START
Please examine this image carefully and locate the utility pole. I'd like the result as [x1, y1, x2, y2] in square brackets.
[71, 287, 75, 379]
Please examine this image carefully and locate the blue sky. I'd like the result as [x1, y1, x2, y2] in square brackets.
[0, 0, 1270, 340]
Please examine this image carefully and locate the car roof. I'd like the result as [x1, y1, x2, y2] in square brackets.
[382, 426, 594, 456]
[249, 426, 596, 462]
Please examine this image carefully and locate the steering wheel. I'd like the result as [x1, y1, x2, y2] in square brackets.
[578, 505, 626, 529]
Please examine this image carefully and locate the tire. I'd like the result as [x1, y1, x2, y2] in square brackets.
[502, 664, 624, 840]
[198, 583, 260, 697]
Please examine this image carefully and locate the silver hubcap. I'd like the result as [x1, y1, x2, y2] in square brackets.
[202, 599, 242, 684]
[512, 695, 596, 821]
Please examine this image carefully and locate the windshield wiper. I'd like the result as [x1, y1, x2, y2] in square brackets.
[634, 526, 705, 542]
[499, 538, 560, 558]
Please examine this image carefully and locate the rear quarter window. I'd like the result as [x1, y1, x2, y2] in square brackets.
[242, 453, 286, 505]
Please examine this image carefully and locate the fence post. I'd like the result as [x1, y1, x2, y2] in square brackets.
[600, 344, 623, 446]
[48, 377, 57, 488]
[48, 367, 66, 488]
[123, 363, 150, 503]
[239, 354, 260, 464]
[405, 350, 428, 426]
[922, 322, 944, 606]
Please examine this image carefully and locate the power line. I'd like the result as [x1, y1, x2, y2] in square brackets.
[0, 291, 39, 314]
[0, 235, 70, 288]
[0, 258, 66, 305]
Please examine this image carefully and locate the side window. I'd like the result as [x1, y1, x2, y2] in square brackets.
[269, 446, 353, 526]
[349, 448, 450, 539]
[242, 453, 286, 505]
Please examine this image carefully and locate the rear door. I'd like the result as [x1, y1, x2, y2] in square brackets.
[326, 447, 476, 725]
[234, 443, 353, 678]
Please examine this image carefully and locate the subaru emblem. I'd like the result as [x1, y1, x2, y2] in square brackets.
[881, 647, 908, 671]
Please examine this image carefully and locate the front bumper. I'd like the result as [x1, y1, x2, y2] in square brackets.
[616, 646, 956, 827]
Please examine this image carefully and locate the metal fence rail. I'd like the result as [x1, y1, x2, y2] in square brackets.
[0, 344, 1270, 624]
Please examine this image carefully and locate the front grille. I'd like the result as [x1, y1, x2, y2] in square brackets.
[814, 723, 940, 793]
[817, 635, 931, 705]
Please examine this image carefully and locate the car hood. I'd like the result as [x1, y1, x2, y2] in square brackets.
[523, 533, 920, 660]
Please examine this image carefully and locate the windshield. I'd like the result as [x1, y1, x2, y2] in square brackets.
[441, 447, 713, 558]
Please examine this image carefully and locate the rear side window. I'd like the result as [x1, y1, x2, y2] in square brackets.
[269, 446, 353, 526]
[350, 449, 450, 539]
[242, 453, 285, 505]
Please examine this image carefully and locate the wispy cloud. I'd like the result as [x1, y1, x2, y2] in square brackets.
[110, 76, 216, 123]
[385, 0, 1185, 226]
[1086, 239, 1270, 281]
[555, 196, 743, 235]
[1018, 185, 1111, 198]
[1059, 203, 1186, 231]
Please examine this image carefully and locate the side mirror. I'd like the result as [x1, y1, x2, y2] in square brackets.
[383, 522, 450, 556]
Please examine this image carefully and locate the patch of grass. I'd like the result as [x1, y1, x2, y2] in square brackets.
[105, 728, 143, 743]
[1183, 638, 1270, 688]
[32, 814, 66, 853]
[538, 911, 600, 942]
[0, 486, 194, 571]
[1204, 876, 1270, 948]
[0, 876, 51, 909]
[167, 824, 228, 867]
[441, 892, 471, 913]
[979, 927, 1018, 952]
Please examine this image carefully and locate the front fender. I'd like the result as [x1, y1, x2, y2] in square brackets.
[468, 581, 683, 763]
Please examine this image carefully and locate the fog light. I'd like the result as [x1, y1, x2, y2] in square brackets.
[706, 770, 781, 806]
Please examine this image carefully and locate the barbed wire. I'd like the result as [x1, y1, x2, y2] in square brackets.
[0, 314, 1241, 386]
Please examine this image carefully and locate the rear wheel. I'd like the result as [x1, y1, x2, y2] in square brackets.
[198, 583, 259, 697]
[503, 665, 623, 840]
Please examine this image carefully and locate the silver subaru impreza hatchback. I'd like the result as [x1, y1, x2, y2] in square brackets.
END
> TASK: Render as a Markdown table the lines of the records starting at the line that contains "Please examine this image carefully and locate the front bumper." and ending at the line that contains "[616, 646, 956, 827]", with both included. Use the columns Row, for a running number, and Line, for the line itself, and skip any blank lines.

> WRITTEN REPLY:
| Row | Line |
|---|---|
| 1 | Please examine this image carefully and locate the front bumper. I'd like the result as [x1, y1, x2, y2] in square brackets. |
| 2 | [616, 646, 956, 827] |